» Provided text:
### This extract pages number (starting from actual page 1) and bundles it with page content

In [1]:
import fitz  # PyMuPDF
import warnings

def extract_page_data_fitz(pdf_path):
    """
    Extracts page numbers and text from a PDF file using PyMuPDF.
    The function looks for page numbers in the top and bottom 15% of each page.
    It returns a list of dictionaries, each containing the page index, page number,
    and the full text of the page.
    """
    doc = fitz.open(pdf_path)
    pages_data = []

    for i, page in enumerate(doc):
        height = page.rect.height
        width = page.rect.width

        top_rect = fitz.Rect(0, 0, width, height * 0.15)
        bottom_rect = fitz.Rect(0, height * 0.85, width, height)

        top_text = page.get_text("text", clip=top_rect).split()
        bottom_text = page.get_text("text", clip=bottom_rect).split()

        found_number = None
        for text in top_text + bottom_text:
            if text.isdigit():
                found_number = int(text)
                break

        full_text = page.get_text("text")

        pages_data.append({
            "index": i,
            "number": found_number,
            "content": full_text
        })

    doc.close()
    return pages_data


def correct_page_numbers(pages_data, sequence_length=10):
    """
    Corrects the page numbers in the extracted data.
    It looks for a sequence of consecutive page numbers and fills in the gaps.
    The function also handles the case where page numbers are not in a sequential order
    by correcting them based on the first found sequence of consecutive page numbers.
    The function also sets page numbers less than 1 to None.
    If no sequence is found, it returns None.
    The function returns the index of the first page with number 1.
    """
    try:
        # Find first sequence of 'sequence_length' consecutive page numbers
        seen = [(i, d["number"]) for i, d in enumerate(pages_data) if isinstance(d["number"], int)]

        for start in range(len(seen) - sequence_length + 1):
            valid = True
            for j in range(sequence_length):
                if seen[start + j][1] != seen[start][1] + j:
                    valid = False
                    break
            if valid:
                base_index, base_number = seen[start]
                break
        else:
            # No sequence found
            return None

        # Forward fill from base_index
        for offset, page in enumerate(pages_data[base_index:], start=0):
            page["number"] = base_number + offset

        # Backward fill before base_index
        for offset in range(1, base_index + 1):
            page = pages_data[base_index - offset]
            page["number"] = base_number - offset

        # Set pages < 1 == None
        for page in pages_data:
            if page["number"] < 1:
                page["number"] = None

        # Find index of first page with number 1
        start_chapter = next((page['index'] for page in pages_data if page["number"] == 1), None)

» Required task A:
Transcribe the page-numbering code word for word, everything from "The function also handles" down to "than 1 to None.".
» Required task B:
Gather every line of the entries that contains the string "shirt", matching case exactly.

» Provided material:
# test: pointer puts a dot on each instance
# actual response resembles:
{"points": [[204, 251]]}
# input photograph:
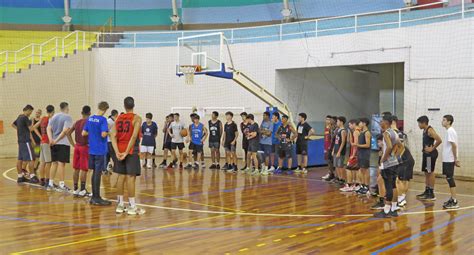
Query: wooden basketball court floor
{"points": [[211, 212]]}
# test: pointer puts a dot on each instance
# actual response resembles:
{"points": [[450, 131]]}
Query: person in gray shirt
{"points": [[60, 139]]}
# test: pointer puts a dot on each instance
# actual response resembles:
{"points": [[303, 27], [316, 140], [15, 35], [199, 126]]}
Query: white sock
{"points": [[394, 206], [132, 201]]}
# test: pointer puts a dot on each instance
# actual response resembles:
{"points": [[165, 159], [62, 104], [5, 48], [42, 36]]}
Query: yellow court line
{"points": [[276, 214], [191, 202], [115, 235]]}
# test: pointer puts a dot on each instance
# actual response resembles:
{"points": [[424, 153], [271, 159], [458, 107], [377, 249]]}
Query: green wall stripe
{"points": [[85, 17], [224, 3]]}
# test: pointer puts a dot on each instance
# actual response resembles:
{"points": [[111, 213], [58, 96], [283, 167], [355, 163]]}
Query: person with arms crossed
{"points": [[110, 150], [125, 140], [26, 155], [215, 135], [96, 128], [229, 140], [431, 141], [305, 131], [80, 161], [60, 140], [450, 160], [149, 132], [286, 134], [45, 152]]}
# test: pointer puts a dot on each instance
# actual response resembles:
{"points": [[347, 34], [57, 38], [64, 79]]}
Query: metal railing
{"points": [[35, 53], [397, 18]]}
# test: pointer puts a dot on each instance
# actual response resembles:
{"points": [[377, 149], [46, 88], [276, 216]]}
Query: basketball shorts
{"points": [[429, 162], [81, 157], [25, 152], [60, 153]]}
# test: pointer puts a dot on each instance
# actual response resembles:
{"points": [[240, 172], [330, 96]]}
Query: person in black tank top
{"points": [[215, 135], [431, 141]]}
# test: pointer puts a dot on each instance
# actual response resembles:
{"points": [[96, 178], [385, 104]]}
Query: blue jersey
{"points": [[95, 125], [149, 133], [197, 133], [276, 126]]}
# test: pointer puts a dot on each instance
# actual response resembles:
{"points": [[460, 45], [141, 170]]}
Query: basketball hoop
{"points": [[189, 71]]}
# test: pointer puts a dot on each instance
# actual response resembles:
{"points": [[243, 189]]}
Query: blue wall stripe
{"points": [[32, 3], [121, 4]]}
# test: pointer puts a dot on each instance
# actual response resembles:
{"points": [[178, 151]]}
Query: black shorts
{"points": [[284, 150], [363, 160], [179, 146], [390, 174], [129, 166], [274, 148], [253, 146], [302, 148], [448, 169], [405, 169], [245, 144], [196, 148], [167, 145], [429, 162], [60, 153]]}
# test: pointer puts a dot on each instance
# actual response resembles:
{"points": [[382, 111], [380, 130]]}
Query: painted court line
{"points": [[271, 214], [112, 236], [422, 233]]}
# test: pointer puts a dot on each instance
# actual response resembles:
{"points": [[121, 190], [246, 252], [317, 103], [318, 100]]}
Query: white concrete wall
{"points": [[432, 54], [63, 80], [328, 90]]}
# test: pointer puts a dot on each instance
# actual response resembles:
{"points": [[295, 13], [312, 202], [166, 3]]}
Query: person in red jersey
{"points": [[125, 141]]}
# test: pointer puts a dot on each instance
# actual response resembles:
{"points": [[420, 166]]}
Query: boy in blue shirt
{"points": [[97, 129]]}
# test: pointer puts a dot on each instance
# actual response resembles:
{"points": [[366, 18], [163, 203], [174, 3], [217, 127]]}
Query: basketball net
{"points": [[188, 72]]}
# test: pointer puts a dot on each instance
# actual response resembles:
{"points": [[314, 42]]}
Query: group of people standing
{"points": [[395, 161]]}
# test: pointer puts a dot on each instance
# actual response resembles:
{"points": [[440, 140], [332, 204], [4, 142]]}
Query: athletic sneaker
{"points": [[378, 205], [429, 196], [394, 213], [34, 180], [163, 164], [346, 188], [100, 202], [256, 172], [63, 189], [402, 203], [135, 211], [451, 204], [84, 193], [422, 194], [120, 209], [382, 214], [22, 179]]}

» Written reply A:
The function also handles the case where page numbers are not in a sequential order
    by correcting them based on the first found sequence of consecutive page numbers.
    The function also sets page numbers less than 1 to None.

» Written reply B:
Query: person in gray shirt
Query: boy in blue shirt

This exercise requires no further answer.